### Prompt
Write out every item below word for word, keeping each line unchanged.

### Material provided
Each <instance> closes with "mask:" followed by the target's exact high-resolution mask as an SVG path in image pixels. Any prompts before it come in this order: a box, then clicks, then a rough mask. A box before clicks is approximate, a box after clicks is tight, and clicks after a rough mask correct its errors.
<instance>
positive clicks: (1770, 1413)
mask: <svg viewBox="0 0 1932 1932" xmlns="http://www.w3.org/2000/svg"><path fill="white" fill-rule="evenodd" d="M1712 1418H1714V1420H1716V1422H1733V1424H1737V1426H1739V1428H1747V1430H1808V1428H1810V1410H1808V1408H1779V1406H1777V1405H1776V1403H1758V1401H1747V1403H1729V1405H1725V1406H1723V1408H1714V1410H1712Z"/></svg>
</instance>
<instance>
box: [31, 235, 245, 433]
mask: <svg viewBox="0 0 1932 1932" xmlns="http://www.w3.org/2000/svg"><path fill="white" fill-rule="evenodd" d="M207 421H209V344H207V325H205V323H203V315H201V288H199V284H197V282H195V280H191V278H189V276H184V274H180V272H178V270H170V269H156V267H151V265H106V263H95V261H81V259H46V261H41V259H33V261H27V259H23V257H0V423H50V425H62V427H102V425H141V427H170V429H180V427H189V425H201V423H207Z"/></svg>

### Response to the task
Each <instance> closes with "mask:" followed by the target's exact high-resolution mask as an SVG path in image pixels. Any prompts before it come in this order: a box, then clicks, then a rough mask. A box before clicks is approximate, a box after clicks is tight, and clicks after a rough mask correct its errors.
<instance>
positive clicks: (1770, 1413)
mask: <svg viewBox="0 0 1932 1932" xmlns="http://www.w3.org/2000/svg"><path fill="white" fill-rule="evenodd" d="M1712 1418H1714V1420H1716V1422H1733V1424H1737V1426H1739V1428H1747V1430H1808V1428H1810V1410H1808V1408H1779V1406H1777V1405H1776V1403H1758V1401H1747V1403H1729V1405H1725V1406H1723V1408H1714V1410H1712Z"/></svg>
</instance>
<instance>
box: [31, 235, 245, 433]
mask: <svg viewBox="0 0 1932 1932" xmlns="http://www.w3.org/2000/svg"><path fill="white" fill-rule="evenodd" d="M207 421H209V344H207V325H205V323H203V315H201V288H199V284H197V282H195V280H191V278H189V276H184V274H180V272H178V270H170V269H156V267H151V265H106V263H95V261H81V259H46V261H41V259H33V261H27V259H23V257H0V423H50V425H62V427H102V425H141V427H170V429H180V427H189V425H201V423H207Z"/></svg>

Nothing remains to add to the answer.